● **Permintaan Tertulis 1**:
Sebutkan semua sarana untuk membajak sawah, baik yang lama maupun yang baru, yang disebut dalam teks tentang revolusi hijau.
● **Permintaan Tertulis 2**:
Teruskan teks tentang revolusi hijau mulai setelah kalimat terakhirnya.

● **Teks**:
———

Pada masa rezim orde baru terjadi sebuah pembaruan
dalam sistem pertanian yang disebut revolusi hijau atau medernisasi pertanian,
revolusi hijau di Indonesia dikembangkan oleh Yayasan Ford dan Rockfaller
(Mainaki, 2020). Revolusi Hijau merupakan cara atau trobosan yang dikembangkan
untuk meningkatkan kesejahteraan para petani, karena para petani juga memiliki
peran penting dalam negara khususnya negara berkembang yang dalam hal teknologi
masih tertinggal. Revlusi Hijau sangat membantu para petani dalam mengolah
sawah ataupun ladangnya karena terdapat pembaharuan dalam sistem pertanian dan
adanya teknologi yang membantu pekerjaan petani. Dengan adanya pembaharuan
dalam sistem pertanian yang lebih modern hasil panen yang didapat juga akan
meningkat dari segi kualitas dan kuantitasnya.
Namun ada juga dampak dengan adanya modernisasi di
bidang pertanian dan dampak tersebut dirasakan langsung oleh masyarakat di desa
Sambirejo, Banyuwangi yang mayoritas masyarakatnya merupakan seorang petani.
Karena pertanian pada awalnya menggunakan cara yang tradisional, seperti contoh
dalam membajak sawah yang mulanya menggunakan alat seadanya atau bisa juga
menggunakan kerbau, beralih menjadi mesin traktor yang dinilai lebih cepat.
Tidak hanya dalam hal teknologi, pupuk-pupuk dan juga teknik dalam mengolah
lahan pun mendapat pembaharuan. Hal ini juga berdampak pada hasil pertanian
masyarakat desa tersebut, meskipun begitu tidak semua dampat tersebut bersifat
positif ada juga beberapa petani yang tidak mendapat kebaikan dari adanya
Revolusi Hijau.
Organisasi
Yang Bergerak di Bidang Peranian
Di
desa Sambirejo modernisasi pertanian dilaksanakan di tahun 1990 an. Diawali dengan terbentuknya Kelompok Tani yang
beranggotakan 50 orang petani.

———

● **Baris Data**:
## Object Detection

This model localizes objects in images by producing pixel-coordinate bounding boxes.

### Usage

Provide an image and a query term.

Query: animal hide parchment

———

● **Hasil 1**:
- alat seadanya
- kerbau
- mesin traktor

● **Hasil 2**:
Masyarakat desa pada tahun 1990an dengan arahan
bapak ppl membentuk suatu kelompok yang terdiri dari petani yang bertujuan
untuk meningkatkan hasil produksi pertanian dan perkebunan yang anggotanya ada
50 orangnya.
Dari
apa yang dijelaskan bapak Tukiyo yang merupakan petani sekaligus anggota dari
Kelompok Tani di desa Sambirejo tersebut menjelaskan bahwa pembentukan Kelompok
Tani tersebut merupakan inisiatif seorang anggota PPL (Penyuluh Pertanian
Lapangan) yang sedang bertugas di desa Sambirejo di tahun 1990, pembentukan
Kelompok Tani memiliki tujuan untuk membantu para petani meningkatkan hasil
produksinya. Kelompok Tani ini merupakan sebuah perkumpulan atau organisasi
yang bergerak dibidang pertanian dan Perkebunan. Pak Tukiyo bergabung ke dalam
organisasi tersebut pada tahun 2000 an dan masih aktif hingga sekarang. Kebanyakan
yang bergabung adalah kaum laki-laki meskipun yang bertani Perempuan namun yang
mengikuti kegiatan rapat dan sebagainya adalah suami dari Perempuan tersebut,
namun jika laki-laki tidak bisa hadir maka istrinya atau anggota keluarga
lainnya bisa mewakili untuk hadir. Kelompok Tani ini juga terdapat progam
seperti arisan dan juga bantuan-bantuan dalam bentuk kebutuhan pertanian
seperti pupuk, obat tanaman, alat pertanian dan sebagainya. Dalam progam arisan
tersebut para petani memberikan uang arisan sesuai kesepakatan, arisan tersebut
akan cair setiap bulannya. Namun kini anggota dari Kelompok Tani sendiri sudah
mulai berkurang karena lahan pertanian juga sudah banyak yang di alokasikan
untuk Pembangunan rumah ataupun bangunan lain, kini anggotanya sekitar 43 orang
dan kebanyakan anggotanya merupakan petani yang sudah tua. Dengan adanya
Kelompok Tani ini informasi mengenai seputar pertanian bisa tersampaikan dengan
mudah dah para petani juga bisa mengimplementasikan informasi yang di dapat.
Kelompok Tani ini merupakan bentuk respon dari adanya Revolusi Hijau. Revolusi
Hijau memudahkan apapun pekerjaan petani dan juga mempermudah penyebaran
informasi, hal ini sangat berpengaruh terhadap kegiatan pertanian di desa-desa.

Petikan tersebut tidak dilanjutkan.